**Data in this exercise**
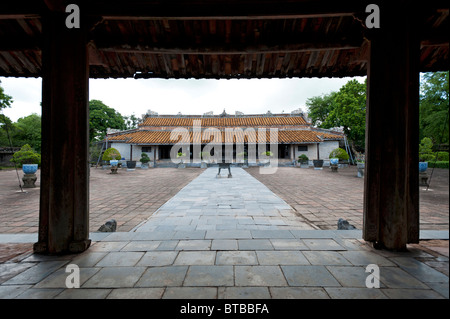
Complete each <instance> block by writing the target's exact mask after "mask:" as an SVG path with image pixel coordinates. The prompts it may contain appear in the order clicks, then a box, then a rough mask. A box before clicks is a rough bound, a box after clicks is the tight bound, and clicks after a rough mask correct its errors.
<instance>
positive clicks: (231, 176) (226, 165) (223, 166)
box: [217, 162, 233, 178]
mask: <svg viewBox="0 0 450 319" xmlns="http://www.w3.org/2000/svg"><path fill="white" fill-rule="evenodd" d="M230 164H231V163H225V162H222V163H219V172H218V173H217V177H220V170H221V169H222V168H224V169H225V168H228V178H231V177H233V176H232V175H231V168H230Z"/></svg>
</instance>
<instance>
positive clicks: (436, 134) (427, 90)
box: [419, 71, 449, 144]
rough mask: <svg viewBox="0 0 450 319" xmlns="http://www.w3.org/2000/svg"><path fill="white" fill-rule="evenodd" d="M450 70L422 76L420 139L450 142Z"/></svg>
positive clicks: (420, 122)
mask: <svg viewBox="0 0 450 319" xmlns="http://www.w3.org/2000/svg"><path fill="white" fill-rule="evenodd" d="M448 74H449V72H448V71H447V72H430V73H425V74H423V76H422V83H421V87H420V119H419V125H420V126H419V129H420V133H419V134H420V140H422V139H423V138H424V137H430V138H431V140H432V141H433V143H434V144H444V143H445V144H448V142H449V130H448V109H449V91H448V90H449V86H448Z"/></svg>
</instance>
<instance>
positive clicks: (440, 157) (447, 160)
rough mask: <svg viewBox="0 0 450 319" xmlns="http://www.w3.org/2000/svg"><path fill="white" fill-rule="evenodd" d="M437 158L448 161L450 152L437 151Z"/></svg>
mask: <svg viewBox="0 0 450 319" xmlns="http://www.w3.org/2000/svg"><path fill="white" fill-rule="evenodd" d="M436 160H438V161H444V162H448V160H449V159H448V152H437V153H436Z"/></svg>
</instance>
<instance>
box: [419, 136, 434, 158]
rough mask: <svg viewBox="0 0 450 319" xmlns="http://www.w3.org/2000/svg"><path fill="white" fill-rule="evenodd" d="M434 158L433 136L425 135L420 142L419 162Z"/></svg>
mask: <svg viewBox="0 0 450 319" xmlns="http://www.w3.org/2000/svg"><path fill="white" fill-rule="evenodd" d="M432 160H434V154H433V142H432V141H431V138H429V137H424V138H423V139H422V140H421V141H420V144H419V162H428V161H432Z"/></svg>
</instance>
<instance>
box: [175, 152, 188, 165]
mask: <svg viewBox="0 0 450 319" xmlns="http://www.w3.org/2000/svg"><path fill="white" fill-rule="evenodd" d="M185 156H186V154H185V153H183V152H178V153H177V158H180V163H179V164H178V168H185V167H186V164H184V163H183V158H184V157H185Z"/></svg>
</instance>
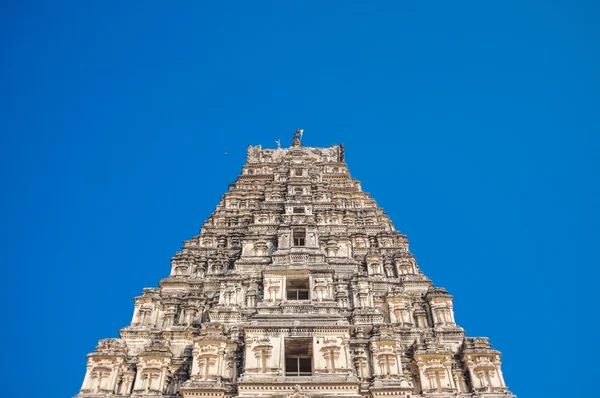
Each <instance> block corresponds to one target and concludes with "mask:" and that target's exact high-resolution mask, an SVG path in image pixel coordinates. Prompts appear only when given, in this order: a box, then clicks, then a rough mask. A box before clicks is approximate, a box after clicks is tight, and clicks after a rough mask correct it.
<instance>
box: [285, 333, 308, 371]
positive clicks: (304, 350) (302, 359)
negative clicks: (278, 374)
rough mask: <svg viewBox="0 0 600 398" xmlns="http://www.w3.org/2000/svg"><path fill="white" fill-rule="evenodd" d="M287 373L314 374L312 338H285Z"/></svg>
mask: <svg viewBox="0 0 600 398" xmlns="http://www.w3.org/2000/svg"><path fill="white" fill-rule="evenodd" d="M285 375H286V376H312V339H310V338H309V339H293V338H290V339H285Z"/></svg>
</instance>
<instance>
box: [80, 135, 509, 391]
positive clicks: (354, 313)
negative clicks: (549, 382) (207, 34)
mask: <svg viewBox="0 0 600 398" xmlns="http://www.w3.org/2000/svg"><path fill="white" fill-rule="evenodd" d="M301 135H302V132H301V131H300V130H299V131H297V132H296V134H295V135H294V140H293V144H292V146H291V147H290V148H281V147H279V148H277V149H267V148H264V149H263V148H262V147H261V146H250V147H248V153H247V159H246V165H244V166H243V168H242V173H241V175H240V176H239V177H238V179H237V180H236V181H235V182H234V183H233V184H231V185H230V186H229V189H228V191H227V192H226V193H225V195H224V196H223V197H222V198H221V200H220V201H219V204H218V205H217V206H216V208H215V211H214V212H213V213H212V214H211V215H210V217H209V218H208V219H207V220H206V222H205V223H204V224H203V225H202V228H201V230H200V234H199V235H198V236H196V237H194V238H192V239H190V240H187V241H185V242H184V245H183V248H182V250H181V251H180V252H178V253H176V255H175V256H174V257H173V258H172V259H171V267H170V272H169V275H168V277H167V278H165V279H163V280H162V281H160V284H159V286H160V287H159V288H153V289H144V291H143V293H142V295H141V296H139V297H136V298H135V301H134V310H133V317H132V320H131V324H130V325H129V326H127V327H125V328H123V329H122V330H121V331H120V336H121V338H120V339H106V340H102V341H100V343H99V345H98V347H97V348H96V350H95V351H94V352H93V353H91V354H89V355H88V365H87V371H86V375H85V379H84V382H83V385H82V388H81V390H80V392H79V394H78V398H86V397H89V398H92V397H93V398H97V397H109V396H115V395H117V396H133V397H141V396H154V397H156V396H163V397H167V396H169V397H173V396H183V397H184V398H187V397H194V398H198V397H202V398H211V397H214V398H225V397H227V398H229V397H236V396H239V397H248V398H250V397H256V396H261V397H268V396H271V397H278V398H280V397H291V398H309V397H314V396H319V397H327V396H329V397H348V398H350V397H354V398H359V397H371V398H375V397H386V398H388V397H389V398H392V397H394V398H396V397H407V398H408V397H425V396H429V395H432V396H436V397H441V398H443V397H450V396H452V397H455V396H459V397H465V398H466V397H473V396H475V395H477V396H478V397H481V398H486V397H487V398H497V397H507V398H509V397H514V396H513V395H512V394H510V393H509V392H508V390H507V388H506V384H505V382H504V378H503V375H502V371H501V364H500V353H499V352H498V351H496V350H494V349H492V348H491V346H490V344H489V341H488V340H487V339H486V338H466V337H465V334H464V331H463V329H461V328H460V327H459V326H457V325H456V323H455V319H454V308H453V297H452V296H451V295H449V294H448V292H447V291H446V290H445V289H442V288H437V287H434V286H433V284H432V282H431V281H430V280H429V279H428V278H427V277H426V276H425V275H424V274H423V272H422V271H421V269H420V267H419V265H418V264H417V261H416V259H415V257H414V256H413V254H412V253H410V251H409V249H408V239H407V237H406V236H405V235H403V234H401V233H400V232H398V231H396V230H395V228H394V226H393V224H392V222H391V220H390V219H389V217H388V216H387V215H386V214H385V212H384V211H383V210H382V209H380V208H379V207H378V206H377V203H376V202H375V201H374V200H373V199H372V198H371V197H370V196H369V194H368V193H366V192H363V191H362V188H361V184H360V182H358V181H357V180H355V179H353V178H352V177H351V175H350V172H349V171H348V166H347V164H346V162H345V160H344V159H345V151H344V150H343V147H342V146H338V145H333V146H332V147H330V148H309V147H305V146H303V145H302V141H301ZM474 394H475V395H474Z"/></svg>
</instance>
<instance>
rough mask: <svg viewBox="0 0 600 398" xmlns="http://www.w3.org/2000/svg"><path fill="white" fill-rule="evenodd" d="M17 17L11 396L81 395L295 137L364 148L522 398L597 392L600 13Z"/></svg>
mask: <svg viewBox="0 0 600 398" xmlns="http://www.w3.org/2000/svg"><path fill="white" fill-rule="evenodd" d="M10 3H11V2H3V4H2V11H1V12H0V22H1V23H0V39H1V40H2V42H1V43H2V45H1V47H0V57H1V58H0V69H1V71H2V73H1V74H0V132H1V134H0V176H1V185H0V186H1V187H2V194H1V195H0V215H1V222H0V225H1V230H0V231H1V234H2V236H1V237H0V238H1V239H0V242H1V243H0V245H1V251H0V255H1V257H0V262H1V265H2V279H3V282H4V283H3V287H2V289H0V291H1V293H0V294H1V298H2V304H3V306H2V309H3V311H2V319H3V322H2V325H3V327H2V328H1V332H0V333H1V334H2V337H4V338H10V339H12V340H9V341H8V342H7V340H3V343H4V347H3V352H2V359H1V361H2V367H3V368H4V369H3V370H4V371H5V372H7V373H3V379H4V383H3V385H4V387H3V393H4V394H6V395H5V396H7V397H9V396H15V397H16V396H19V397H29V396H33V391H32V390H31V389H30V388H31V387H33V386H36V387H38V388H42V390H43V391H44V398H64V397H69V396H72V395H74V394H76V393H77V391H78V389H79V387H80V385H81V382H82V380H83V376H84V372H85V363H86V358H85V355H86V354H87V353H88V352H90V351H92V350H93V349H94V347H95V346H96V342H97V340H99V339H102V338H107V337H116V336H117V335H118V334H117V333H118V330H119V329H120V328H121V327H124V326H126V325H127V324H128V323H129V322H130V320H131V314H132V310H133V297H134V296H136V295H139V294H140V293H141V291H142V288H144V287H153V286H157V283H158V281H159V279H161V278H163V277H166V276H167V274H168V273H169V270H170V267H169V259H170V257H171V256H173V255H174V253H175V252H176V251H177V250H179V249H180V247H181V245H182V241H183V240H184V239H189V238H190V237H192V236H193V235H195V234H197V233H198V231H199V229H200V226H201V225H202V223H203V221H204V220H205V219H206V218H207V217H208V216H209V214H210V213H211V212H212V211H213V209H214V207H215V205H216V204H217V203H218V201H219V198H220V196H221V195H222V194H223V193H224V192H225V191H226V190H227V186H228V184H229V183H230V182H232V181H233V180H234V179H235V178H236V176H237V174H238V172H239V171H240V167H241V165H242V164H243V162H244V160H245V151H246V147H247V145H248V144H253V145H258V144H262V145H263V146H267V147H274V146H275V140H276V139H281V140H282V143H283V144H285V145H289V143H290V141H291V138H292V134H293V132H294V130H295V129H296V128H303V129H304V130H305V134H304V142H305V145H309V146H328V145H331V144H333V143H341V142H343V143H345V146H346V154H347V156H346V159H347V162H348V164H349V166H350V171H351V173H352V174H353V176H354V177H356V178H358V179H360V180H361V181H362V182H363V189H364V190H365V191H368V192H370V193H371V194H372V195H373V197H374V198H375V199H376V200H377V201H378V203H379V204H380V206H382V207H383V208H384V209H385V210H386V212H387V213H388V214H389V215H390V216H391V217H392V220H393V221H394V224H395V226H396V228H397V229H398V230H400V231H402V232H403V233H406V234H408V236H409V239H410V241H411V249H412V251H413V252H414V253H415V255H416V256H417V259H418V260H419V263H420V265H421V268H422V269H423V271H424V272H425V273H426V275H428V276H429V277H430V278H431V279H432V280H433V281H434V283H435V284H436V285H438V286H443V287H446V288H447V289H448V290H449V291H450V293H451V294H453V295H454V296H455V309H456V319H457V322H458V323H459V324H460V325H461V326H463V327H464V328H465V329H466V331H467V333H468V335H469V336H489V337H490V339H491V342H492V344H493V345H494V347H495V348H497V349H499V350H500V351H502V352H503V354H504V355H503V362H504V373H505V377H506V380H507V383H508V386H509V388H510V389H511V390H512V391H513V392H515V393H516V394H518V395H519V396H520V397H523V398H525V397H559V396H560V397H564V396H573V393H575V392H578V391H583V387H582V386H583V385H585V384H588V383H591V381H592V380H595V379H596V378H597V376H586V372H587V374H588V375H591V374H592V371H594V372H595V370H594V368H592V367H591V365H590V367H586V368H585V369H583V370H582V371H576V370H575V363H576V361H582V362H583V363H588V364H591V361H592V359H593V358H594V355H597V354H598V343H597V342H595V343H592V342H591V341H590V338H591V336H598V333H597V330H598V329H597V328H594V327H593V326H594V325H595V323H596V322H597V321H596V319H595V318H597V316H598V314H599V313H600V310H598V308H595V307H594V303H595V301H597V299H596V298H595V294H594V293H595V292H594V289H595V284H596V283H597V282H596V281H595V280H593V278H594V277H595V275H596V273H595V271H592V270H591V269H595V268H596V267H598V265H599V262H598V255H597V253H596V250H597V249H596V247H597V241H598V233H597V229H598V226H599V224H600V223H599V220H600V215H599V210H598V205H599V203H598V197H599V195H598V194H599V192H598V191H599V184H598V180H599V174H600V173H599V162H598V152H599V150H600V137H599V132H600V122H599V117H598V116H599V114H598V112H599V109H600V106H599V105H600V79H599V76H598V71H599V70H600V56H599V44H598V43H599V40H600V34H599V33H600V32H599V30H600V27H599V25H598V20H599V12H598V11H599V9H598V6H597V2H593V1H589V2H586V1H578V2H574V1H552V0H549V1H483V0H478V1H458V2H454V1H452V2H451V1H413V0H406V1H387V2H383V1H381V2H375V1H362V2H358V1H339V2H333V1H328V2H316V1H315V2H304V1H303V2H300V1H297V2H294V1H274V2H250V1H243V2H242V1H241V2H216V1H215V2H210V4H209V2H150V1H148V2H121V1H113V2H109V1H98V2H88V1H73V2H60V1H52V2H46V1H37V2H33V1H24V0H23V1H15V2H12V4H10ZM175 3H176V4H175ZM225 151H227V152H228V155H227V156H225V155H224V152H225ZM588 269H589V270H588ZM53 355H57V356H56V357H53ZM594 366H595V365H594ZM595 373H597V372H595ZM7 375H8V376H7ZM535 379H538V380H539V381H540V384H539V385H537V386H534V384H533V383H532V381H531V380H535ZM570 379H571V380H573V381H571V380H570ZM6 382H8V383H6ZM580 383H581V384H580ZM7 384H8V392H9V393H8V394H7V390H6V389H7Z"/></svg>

**Task objective**
Pick out every line of the entries above that contains the word "with", and copy each one.

**Answer for the task**
Complete each <instance> block by writing the target's exact mask after "mask:" as an SVG path with image pixel coordinates. The prompts it may contain appear in the order clicks, then a box, then a rough mask. A box before clicks is a rough bound, a box after clicks is the tight bound, and clicks after a rough mask correct its errors.
Each <instance> block corresponds to one target and concludes with "mask:" and that target's exact high-resolution mask, an SVG path in image pixel coordinates. Prompts appear only when given, in this order: a box, then clicks, then a rough mask. A box before clicks is approximate, a box after clicks is tight, and clicks after a rough mask correct it.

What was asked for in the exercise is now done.